| TEXT |
Secondary lesson: attach plist diff and engines.node screenshot to every upgrade ticket. Auditors increasingly ask for runtime pin proof, not semver screenshots alone. The control-node rehearsal paid for itself by preventing a second blind plist paste from the laptop.

6. Industry view: runtime pinning and macOS daemon practice

By 2026, Node fragmentation—nvm, fnm, Volta, Homebrew, asdf—means “global CLI” and “daemon runtime” are two truths on the same UID. OpenClaw 5.20 encoding managed service Node into the update chain marks a broader shift: agent Gateway ops move from “it installed” to pin, diff, rollback. Enterprise change templates now include plist node path, engines.node validation, and gateway status JSON attachments alongside semver.

macOS launchd’s absolute path semantics make drift harsher than on Linux systemd units that sometimes inherit a cleaner Environment block. One wrong node string equals total Gateway outage—not degraded mode. Remote Apple Silicon hosts—Mac Studio, Mac mini—are popular 7×24 Gateway planes because unified memory, Metal-adjacent tooling, and desktop channel stacks coexist on one machine. That same popularity makes them expensive when PATH hygiene fails: there is no hypervisor layer to hide a bad plist.

| ACTIVITY 1 |
Duplicate the passage on runtime pinning from "Secondary lesson: attach" up to and including "from the laptop.".
| ACTIVITY 2 |
List every tool that the passage on runtime pinning names as a source of Node fragmentation.

| RECORDED DATA |
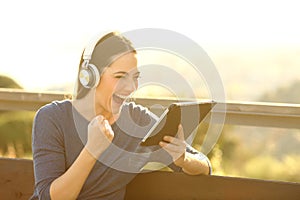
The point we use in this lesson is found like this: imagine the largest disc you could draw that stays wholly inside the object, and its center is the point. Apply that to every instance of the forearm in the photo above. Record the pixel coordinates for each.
(68, 186)
(194, 166)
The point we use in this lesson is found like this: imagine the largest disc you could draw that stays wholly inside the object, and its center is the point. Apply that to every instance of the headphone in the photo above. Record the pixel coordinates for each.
(89, 75)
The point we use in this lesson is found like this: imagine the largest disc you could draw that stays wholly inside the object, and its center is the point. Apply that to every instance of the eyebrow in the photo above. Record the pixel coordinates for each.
(123, 72)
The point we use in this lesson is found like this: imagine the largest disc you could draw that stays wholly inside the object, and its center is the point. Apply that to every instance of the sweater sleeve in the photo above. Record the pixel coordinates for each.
(48, 150)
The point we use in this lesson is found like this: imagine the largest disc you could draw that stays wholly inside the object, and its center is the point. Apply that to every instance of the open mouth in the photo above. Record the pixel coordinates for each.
(118, 98)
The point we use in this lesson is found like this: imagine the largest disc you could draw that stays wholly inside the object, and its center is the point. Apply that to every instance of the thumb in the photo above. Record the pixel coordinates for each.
(180, 133)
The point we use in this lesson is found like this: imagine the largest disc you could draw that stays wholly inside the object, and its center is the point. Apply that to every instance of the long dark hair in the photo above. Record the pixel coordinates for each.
(107, 49)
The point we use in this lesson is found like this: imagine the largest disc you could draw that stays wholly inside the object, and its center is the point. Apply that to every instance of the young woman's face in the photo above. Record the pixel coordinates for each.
(117, 82)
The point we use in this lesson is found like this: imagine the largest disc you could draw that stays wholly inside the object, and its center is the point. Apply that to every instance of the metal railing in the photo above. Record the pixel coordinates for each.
(238, 113)
(18, 180)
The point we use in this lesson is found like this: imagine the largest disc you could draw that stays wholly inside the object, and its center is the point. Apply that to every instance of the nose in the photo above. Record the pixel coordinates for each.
(129, 85)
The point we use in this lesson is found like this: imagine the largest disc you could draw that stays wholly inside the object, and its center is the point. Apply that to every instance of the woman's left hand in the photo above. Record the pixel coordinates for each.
(175, 146)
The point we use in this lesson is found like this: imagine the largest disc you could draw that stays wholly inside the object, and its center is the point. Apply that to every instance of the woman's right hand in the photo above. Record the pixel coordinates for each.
(100, 136)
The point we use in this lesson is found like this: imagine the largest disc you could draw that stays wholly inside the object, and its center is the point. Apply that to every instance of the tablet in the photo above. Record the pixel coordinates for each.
(188, 114)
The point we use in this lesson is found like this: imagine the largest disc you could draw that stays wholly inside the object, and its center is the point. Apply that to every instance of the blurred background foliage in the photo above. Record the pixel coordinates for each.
(15, 127)
(253, 152)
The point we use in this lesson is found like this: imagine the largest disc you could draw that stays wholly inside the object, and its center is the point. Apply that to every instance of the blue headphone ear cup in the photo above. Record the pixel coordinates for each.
(89, 76)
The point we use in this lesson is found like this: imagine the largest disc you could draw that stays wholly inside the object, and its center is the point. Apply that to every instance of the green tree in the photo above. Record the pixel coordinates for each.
(15, 126)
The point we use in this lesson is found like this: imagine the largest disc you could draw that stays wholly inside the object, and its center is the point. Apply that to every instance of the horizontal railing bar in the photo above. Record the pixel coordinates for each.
(239, 113)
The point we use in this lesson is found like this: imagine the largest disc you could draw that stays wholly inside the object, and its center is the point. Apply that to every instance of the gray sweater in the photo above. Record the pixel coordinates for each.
(60, 133)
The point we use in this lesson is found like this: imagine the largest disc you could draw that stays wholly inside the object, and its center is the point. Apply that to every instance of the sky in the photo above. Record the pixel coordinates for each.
(41, 41)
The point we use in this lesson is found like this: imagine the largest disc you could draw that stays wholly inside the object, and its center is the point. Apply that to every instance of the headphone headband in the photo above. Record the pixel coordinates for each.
(89, 75)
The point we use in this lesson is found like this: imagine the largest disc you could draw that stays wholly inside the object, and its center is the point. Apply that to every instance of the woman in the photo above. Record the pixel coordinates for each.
(82, 149)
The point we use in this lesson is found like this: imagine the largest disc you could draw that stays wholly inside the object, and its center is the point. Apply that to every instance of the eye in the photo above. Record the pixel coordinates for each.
(136, 77)
(120, 76)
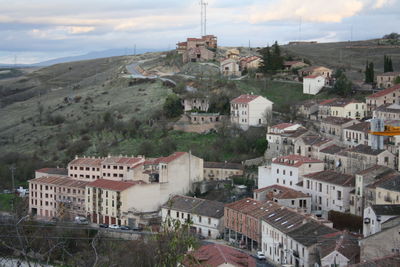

| TASK SOLUTION 1 |
Secondary lesson: attach plist diff and engines.node screenshot to every upgrade ticket. Auditors increasingly ask for runtime pin proof, not semver screenshots alone. The control-node rehearsal paid for itself by preventing a second blind plist paste from the laptop.

| TASK SOLUTION 2 |
nvm, fnm, Volta, Homebrew, asdf